▶ İstenenler
1. Siyasi istikrarsızlık üzerine yazıya göre kimin Başbakanlığına süre veriliyor?
2. Siyasi istikrarsızlık üzerine yazıya göre şu ifadeler doğru mu? (a) Kimin Başbakan olacağı konuşulmalıdır. (b) Başbakan kadar Bakanlar da dikkat etmelidir. (c) "Yakında seçim var" görüşü yaygınlaşmamalıdır.

▶ Sayfa
Ülkede siyasi istikrarsızlık net.

Ama olan neyse zaten olmuş bitmiş.

O gitmiş, bu gelmiş.

Bize ne diyebilmeliyiz artık.

Kimin Başbakan olduğu değil.

Veyahut kimin Başbakan olacağı değil.

Kimin hizmet verdiğini konuşmalıyız.

Yada siyaseti hizmete zorlamalıyız.
Ancak sanki hoşumuza gidiyor.

Sanki gizlice sevinç duyar gibiyiz.

Ve durmadan ömür biçiyoruz.

Her gelene.

He hükümete.

Her siyasi yapıya.

*****

Bu hükümete de ömür biçiliyor.

Yetmiyor.

Ünal Üstel’in Başbakanlığına süre veriliyor.

Dombula gibi.

Sanki Küçük Kaymaklı dombulası.

Hizmeti sorgulamak yerine akıl satıyoruz.
Bu noktaya Başbakan da dikkat etmeli.
Başbakan yetmez Bakanlar da.
“Yakında seçim var” görüşü yaygınlaşmamalı.

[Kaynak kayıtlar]
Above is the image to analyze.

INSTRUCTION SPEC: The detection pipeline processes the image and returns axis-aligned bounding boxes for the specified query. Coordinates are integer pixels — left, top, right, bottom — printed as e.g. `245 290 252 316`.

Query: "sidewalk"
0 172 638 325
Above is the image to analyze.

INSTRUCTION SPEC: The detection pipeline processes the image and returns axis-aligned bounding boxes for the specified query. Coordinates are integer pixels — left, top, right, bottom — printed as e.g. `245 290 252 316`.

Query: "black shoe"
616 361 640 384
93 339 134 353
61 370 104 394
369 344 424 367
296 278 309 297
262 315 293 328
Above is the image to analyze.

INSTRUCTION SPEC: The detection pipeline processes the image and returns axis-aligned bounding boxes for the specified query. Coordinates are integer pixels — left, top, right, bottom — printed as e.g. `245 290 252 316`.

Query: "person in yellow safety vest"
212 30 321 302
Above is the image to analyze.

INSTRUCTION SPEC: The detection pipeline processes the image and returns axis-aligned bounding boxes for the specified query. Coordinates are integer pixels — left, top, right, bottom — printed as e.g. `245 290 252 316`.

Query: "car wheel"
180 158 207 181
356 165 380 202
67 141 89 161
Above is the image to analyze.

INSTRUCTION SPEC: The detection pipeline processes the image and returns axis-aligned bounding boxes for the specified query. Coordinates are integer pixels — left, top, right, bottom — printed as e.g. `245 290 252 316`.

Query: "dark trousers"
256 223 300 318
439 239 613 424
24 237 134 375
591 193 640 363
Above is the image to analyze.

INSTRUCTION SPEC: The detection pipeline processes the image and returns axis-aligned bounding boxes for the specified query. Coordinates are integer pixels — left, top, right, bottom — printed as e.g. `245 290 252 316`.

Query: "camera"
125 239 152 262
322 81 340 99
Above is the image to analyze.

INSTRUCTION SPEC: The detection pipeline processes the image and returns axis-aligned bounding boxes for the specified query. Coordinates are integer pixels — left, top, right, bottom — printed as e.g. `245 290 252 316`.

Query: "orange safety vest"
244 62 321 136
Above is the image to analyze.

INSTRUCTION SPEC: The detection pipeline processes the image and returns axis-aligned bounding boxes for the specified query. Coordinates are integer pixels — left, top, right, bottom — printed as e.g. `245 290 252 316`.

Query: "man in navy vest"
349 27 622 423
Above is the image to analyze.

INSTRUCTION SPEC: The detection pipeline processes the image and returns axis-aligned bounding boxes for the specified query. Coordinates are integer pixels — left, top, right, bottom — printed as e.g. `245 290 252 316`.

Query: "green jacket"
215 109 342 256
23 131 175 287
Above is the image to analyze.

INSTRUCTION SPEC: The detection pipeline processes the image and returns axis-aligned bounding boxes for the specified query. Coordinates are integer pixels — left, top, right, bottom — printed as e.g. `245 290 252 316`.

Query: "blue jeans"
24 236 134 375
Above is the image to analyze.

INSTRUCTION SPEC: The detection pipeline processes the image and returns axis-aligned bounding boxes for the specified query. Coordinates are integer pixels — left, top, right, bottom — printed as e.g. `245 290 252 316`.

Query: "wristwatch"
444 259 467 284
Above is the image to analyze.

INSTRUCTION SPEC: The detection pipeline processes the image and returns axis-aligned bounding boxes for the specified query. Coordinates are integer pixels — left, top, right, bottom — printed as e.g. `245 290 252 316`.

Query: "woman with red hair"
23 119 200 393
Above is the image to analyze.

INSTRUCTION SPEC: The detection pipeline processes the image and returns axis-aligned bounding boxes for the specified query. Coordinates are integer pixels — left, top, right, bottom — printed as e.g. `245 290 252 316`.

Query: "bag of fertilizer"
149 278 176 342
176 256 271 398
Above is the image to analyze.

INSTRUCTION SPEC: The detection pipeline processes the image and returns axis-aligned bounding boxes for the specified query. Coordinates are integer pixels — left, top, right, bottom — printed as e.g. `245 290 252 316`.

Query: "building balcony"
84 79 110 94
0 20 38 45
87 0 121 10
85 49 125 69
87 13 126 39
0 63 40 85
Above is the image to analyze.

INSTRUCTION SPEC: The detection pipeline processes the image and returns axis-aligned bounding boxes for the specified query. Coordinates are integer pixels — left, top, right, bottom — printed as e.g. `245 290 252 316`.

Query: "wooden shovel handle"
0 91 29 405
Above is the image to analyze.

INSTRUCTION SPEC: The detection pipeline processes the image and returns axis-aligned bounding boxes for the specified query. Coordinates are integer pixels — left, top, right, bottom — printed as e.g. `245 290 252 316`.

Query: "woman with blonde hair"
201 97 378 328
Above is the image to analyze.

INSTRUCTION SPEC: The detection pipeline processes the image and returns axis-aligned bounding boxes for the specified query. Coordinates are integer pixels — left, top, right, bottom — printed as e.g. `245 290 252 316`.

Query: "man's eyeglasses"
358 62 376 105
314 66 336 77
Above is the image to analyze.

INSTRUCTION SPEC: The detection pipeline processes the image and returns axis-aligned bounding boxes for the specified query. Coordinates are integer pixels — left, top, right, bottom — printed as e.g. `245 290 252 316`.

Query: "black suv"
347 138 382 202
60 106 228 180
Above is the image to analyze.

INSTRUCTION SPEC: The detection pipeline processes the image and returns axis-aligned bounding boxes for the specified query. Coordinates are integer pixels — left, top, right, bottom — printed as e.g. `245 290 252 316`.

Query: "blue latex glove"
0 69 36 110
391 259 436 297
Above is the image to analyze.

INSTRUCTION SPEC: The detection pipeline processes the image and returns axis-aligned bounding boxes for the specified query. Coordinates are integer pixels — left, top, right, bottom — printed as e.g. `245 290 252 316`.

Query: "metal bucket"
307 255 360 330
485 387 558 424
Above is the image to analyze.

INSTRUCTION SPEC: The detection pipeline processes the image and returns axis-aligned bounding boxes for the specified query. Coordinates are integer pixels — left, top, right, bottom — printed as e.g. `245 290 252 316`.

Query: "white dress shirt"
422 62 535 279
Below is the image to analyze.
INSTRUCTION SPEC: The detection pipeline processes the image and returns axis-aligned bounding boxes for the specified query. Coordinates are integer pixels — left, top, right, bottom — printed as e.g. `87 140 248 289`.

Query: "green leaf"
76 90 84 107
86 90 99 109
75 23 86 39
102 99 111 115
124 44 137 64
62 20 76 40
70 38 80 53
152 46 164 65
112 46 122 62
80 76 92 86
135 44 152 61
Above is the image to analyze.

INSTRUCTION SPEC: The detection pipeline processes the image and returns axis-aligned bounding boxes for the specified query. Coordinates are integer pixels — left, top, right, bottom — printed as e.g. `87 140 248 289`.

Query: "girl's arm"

▶ Cevaplar
1. Ünal Üstel’in Başbakanlığına süre veriliyor.

2.
(a) Hayır: "Veyahut kimin Başbakan olacağı değil."
(b) Evet: "Başbakan yetmez Bakanlar da."
(c) Evet: "“Yakında seçim var” görüşü yaygınlaşmamalı."